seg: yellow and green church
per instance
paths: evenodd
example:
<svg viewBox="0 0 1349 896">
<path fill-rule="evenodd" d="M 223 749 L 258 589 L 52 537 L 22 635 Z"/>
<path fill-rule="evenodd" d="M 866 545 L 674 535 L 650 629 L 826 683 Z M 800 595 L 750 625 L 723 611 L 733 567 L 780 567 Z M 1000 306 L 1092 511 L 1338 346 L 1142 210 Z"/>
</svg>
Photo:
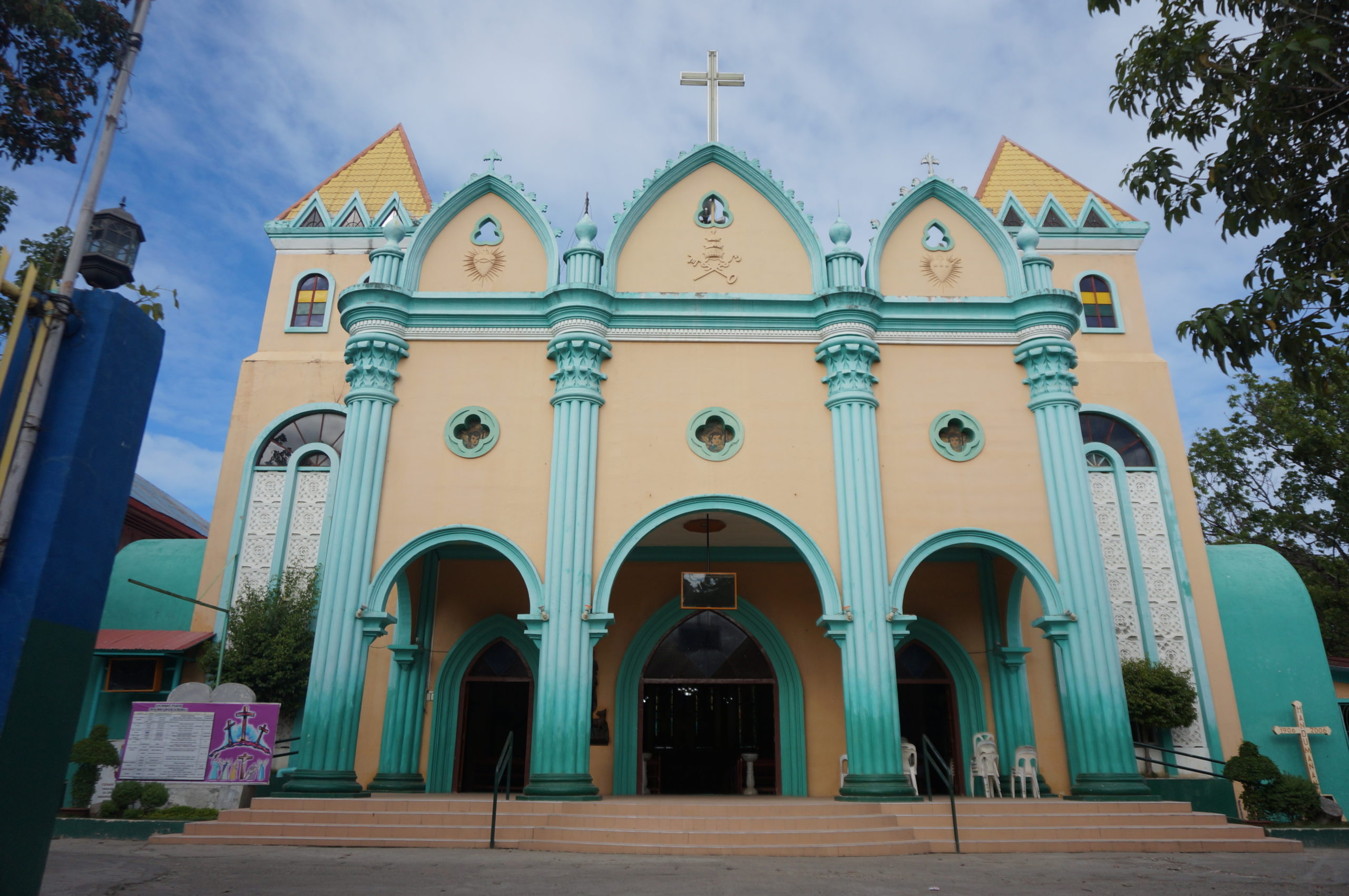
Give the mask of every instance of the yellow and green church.
<svg viewBox="0 0 1349 896">
<path fill-rule="evenodd" d="M 283 793 L 490 791 L 511 735 L 536 800 L 902 803 L 915 745 L 1188 799 L 1242 739 L 1302 773 L 1300 700 L 1349 795 L 1298 576 L 1205 545 L 1147 223 L 1005 138 L 869 240 L 720 142 L 604 246 L 479 167 L 433 200 L 395 127 L 266 224 L 196 596 L 318 569 Z M 1197 691 L 1145 762 L 1143 657 Z"/>
</svg>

Set task
Pick out and copy every line in the items that contains the word "green".

Finished task
seg: yellow and green church
Give the mask of every instance of the yellow and green church.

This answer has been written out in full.